>> BEGIN
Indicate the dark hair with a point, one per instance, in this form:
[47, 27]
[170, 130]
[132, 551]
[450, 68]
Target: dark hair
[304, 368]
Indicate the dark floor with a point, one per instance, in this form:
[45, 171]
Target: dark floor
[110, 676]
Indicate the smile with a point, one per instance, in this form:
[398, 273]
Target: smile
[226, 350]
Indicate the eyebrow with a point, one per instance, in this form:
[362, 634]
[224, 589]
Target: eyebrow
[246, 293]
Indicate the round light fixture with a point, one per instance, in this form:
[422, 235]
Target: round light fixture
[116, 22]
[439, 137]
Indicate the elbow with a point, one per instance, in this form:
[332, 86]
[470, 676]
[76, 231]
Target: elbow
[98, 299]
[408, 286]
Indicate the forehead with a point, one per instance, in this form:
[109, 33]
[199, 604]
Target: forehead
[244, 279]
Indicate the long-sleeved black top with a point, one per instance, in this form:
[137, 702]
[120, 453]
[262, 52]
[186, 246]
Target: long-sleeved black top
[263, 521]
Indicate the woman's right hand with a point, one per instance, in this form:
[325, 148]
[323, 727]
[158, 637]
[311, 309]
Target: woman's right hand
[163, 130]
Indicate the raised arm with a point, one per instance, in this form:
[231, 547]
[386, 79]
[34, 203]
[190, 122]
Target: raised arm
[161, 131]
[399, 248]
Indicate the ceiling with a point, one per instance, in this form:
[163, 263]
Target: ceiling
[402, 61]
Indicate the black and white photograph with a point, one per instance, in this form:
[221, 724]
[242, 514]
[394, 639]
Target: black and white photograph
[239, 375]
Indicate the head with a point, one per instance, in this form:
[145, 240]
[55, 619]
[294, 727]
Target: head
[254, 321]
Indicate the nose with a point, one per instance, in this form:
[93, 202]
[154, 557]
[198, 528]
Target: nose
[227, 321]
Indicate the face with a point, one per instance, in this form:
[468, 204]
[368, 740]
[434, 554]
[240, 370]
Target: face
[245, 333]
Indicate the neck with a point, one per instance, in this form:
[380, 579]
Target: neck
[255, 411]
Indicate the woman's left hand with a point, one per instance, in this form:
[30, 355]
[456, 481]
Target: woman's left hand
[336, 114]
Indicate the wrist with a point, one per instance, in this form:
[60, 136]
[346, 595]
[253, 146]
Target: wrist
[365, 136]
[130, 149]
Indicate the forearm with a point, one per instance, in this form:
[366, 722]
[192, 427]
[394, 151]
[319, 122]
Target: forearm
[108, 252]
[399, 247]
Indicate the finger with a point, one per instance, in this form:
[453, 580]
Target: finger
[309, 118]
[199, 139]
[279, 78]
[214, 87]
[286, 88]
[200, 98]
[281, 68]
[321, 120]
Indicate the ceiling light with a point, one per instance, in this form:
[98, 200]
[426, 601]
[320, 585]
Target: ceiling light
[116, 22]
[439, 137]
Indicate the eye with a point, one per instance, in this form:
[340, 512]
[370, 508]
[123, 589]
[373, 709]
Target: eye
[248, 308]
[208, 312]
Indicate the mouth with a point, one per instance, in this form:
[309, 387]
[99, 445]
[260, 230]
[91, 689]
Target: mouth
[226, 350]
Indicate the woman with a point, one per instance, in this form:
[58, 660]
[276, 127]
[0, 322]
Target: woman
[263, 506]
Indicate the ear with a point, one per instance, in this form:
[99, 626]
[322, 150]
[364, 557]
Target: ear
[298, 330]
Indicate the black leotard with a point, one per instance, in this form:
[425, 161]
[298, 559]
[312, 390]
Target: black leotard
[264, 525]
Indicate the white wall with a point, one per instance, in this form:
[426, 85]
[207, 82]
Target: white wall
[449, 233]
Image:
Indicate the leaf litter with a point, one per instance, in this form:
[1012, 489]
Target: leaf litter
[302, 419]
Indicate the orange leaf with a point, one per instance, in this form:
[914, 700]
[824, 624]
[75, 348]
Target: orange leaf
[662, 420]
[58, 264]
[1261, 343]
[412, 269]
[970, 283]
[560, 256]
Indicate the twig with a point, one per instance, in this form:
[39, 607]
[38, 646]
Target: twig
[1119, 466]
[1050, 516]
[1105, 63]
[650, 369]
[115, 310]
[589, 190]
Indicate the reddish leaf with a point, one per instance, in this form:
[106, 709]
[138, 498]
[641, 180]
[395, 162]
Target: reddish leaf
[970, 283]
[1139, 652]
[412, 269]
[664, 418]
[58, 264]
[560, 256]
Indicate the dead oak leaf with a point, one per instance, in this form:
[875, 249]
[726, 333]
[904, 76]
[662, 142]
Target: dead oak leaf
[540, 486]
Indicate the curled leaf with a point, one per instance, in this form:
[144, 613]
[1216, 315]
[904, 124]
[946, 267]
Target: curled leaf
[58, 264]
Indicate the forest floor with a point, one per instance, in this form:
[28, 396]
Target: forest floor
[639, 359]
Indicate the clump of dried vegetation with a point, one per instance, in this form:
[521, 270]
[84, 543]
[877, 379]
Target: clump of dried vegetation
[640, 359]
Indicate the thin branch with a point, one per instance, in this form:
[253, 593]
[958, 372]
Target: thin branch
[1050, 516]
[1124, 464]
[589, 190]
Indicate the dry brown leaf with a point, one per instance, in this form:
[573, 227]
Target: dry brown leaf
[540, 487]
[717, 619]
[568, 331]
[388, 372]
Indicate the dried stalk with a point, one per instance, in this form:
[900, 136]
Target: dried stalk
>> END
▶ [PROBLEM REQUIREMENTS] The records above need to be transcribed in full. Keep every character unchanged.

▶ [OUTPUT BELOW]
Indicate the dark hair with a point, one per instance, in this form:
[47, 27]
[170, 130]
[132, 551]
[450, 68]
Target: dark hair
[304, 368]
Indicate the dark floor with a point, one per instance, in this form:
[45, 171]
Target: dark floor
[110, 676]
Indicate the smile with a point, one per instance, in this form:
[398, 273]
Target: smile
[226, 350]
Indicate the eyebrow with a point, one per instance, in this form:
[362, 634]
[224, 589]
Target: eyebrow
[246, 293]
Indicate the round light fixture with a point, one per instance, in this form:
[422, 235]
Target: round light fixture
[116, 22]
[439, 137]
Indicate the elbow with a point, one per instance, in this form:
[332, 86]
[470, 676]
[76, 231]
Target: elbow
[98, 299]
[408, 286]
Indicate the forehead with a point, one per instance, in this form:
[109, 33]
[199, 604]
Target: forehead
[244, 279]
Indicate the long-sleeved black top with a point, one per instance, in this form:
[137, 702]
[120, 453]
[262, 52]
[186, 246]
Target: long-sleeved black top
[263, 521]
Indicate the woman's right hand with a point, one per instance, in this form:
[325, 148]
[323, 727]
[158, 637]
[311, 309]
Target: woman's right hand
[163, 130]
Indicate the raised arm with a point, one per instance, in this form:
[231, 547]
[386, 79]
[34, 203]
[190, 122]
Target: raised arm
[161, 131]
[399, 248]
Indicate the ceiling with a point, one per instance, in this form:
[163, 263]
Target: ceiling
[402, 61]
Indicate the black and white photograph with a point, one per instance, in this form:
[221, 724]
[242, 514]
[394, 639]
Target: black and white photograph
[239, 375]
Indicate the head with a point, one per instance, in this form:
[145, 240]
[55, 619]
[294, 727]
Target: head
[254, 321]
Indicate the nose with a point, one per instance, in this form:
[93, 202]
[154, 557]
[198, 528]
Target: nose
[227, 321]
Indicate the face with a point, one per instance, in this form:
[468, 204]
[368, 740]
[434, 554]
[240, 370]
Target: face
[245, 333]
Indicate the neck with a point, one per instance, in this form:
[380, 579]
Target: neck
[255, 411]
Indicate the woman's left hand with a point, one per instance, in this form:
[30, 355]
[456, 481]
Target: woman's left hand
[336, 114]
Indicate the wrist with a point, one per instance, in this form:
[60, 136]
[346, 595]
[253, 146]
Target: wrist
[365, 136]
[130, 149]
Indicate the forearm with a point, one per instance, in this form:
[366, 722]
[192, 427]
[394, 151]
[319, 122]
Target: forearm
[108, 252]
[399, 247]
Indicate the finger with a point, one per instance, in this form:
[453, 580]
Target: finger
[309, 118]
[199, 139]
[279, 78]
[214, 87]
[286, 88]
[200, 98]
[281, 68]
[321, 120]
Indicate the ceiling light with a point, one per instance, in this form:
[98, 200]
[426, 601]
[320, 585]
Target: ceiling light
[116, 22]
[439, 137]
Indicate the eye with a point, one per instance, in this form:
[340, 512]
[370, 508]
[123, 589]
[373, 709]
Target: eye
[248, 308]
[208, 312]
Indicate the mouth with a point, one per instance, in this form:
[309, 387]
[99, 445]
[260, 230]
[91, 689]
Target: mouth
[226, 350]
Indicate the woman with a point, one per instance, in this form:
[58, 660]
[276, 127]
[0, 322]
Target: woman
[263, 506]
Indicate the ear with a point, one per instance, in this form:
[99, 626]
[322, 150]
[364, 557]
Target: ear
[298, 330]
Indicate the black leotard with a point, one per instance, in this form:
[425, 161]
[298, 559]
[312, 390]
Target: black leotard
[264, 525]
Indicate the white wall with a point, one per instance, in this form:
[426, 85]
[207, 82]
Target: white wall
[449, 233]
Image:
Indicate the leaf litter with a point, one per instance, in this form:
[1012, 489]
Target: leaf litter
[302, 419]
Indicate the orange leaf with a point, one per instance, in this form:
[914, 700]
[824, 624]
[75, 348]
Target: orange leaf
[662, 420]
[58, 264]
[1261, 343]
[412, 269]
[970, 283]
[560, 256]
Indicate the twig with a point, one per instance, in this form:
[39, 607]
[38, 646]
Target: twig
[1119, 466]
[1050, 516]
[1105, 63]
[650, 369]
[115, 310]
[589, 190]
Indicate the reddish leaf with a point, one per instance, in this form:
[106, 709]
[138, 498]
[641, 180]
[395, 162]
Target: reddish leaf
[970, 283]
[1139, 652]
[412, 269]
[664, 418]
[58, 264]
[560, 256]
Indicate the dead oak leaf with a point, one per instance, in this form:
[875, 249]
[726, 333]
[904, 76]
[662, 142]
Target: dead oak leaf
[540, 486]
Indicate the curled leaf with a point, one per instance, in this form:
[144, 613]
[1216, 315]
[904, 124]
[946, 267]
Target: curled leaf
[58, 264]
Indicate the forest floor with a point, one per instance, in this form:
[28, 396]
Target: forest floor
[639, 359]
Indicate the clump of dried vegetation with a point, one per instance, in this form:
[521, 270]
[84, 543]
[877, 379]
Target: clump of dried vegetation
[640, 359]
Indicate the thin branch with a point, one per instance, in this form:
[253, 593]
[958, 372]
Target: thin branch
[1050, 516]
[1124, 464]
[589, 190]
Indicate the dry brown leaf with a point, one per instance, in this form:
[573, 227]
Target: dry brown leaf
[540, 487]
[717, 619]
[568, 331]
[388, 372]
Indicate the dried stalk with a point, one per instance, in this form:
[900, 136]
Target: dried stalk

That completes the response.